> [Prompt]: Transcribe every entry that follows exactly, omitting all pictures.

> [Supplied entries]:
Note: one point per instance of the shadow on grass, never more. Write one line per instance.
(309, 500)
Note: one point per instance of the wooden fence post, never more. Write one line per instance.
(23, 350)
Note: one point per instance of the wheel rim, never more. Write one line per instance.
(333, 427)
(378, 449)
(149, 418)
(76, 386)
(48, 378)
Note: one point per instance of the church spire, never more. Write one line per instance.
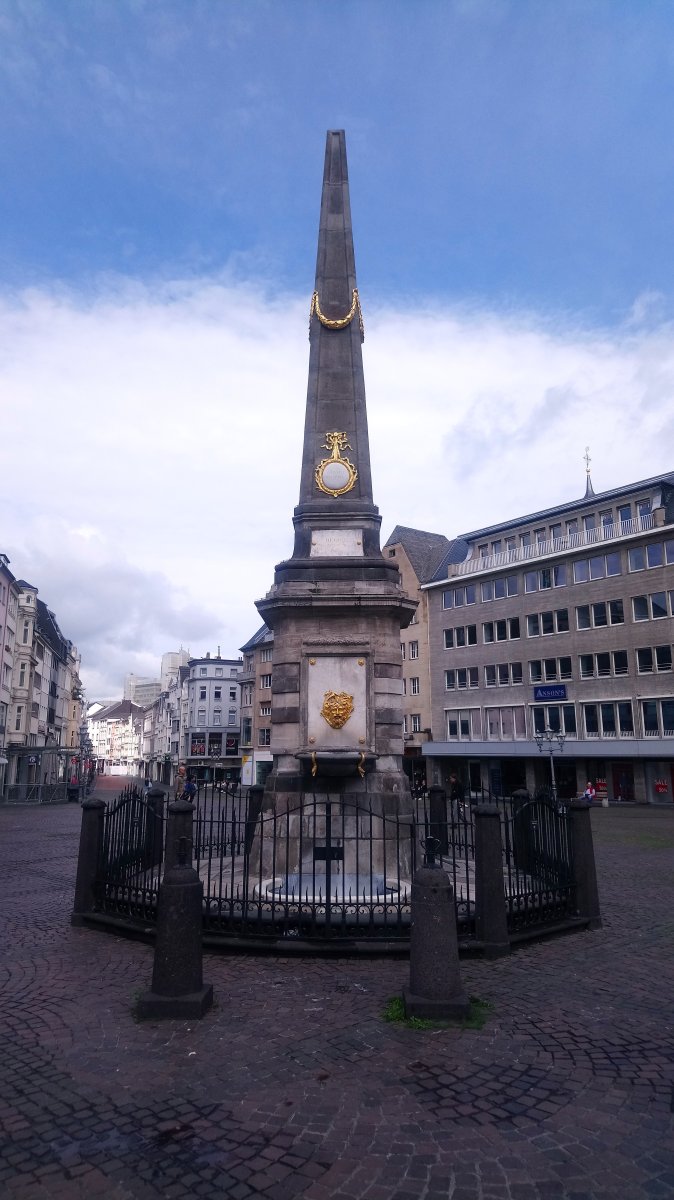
(336, 475)
(589, 489)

> [Answer box]:
Note: one point per instance of the shadow on grass, never more. Write one line per instance.
(309, 500)
Note: one point per instance of the wooden fence post, never more. Write one line per instance.
(23, 350)
Note: one point per instance of the wheel rim, never more. Write one line per instance.
(333, 427)
(378, 449)
(149, 418)
(76, 386)
(48, 378)
Note: one point per instance of the church spire, never more. Write one line per instance.
(336, 475)
(589, 489)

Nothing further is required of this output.